• [Problem details]:
Only the pictures are to be left out; set down the rest of the records exactly.

• [Data to process]:
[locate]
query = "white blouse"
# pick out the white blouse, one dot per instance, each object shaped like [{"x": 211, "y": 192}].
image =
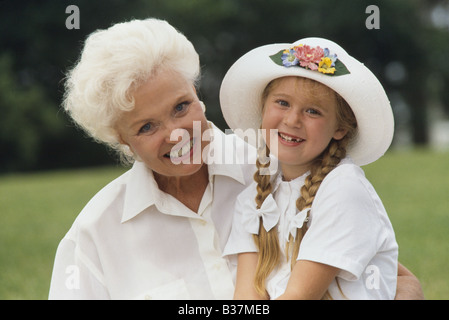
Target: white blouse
[
  {"x": 348, "y": 228},
  {"x": 133, "y": 241}
]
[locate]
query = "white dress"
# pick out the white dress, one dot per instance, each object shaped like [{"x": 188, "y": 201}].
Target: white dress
[{"x": 348, "y": 228}]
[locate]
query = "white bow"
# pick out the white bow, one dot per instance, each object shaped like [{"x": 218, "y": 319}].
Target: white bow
[
  {"x": 268, "y": 211},
  {"x": 297, "y": 222}
]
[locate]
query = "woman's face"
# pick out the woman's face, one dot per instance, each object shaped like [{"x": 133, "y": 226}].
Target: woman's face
[{"x": 164, "y": 106}]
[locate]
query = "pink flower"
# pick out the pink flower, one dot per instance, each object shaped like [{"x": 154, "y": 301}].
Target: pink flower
[{"x": 309, "y": 57}]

• [Task output]:
[locate]
query = "white blouse"
# pick out the white blouse, one dot per instance, each object shaped like [{"x": 211, "y": 192}].
image =
Target: white blouse
[
  {"x": 348, "y": 228},
  {"x": 133, "y": 241}
]
[locate]
query = "white dress"
# pick out the white dress, one dot per instance, each object shaped like [{"x": 188, "y": 201}].
Target: white dress
[{"x": 348, "y": 228}]
[locate]
query = "white bow"
# pick out the white bow, one dot per instance, each object shaped like [{"x": 218, "y": 319}].
Target: white bow
[
  {"x": 268, "y": 211},
  {"x": 297, "y": 222}
]
[locate]
query = "woman's face"
# pick out the woman's face, one dot per instance, each object shaped like [{"x": 133, "y": 226}].
Target: woman's face
[{"x": 164, "y": 106}]
[locate]
query = "pink flower"
# pick out the pink flower, one dot per instance, each object shaped like [{"x": 154, "y": 301}].
Target: pink flower
[{"x": 309, "y": 57}]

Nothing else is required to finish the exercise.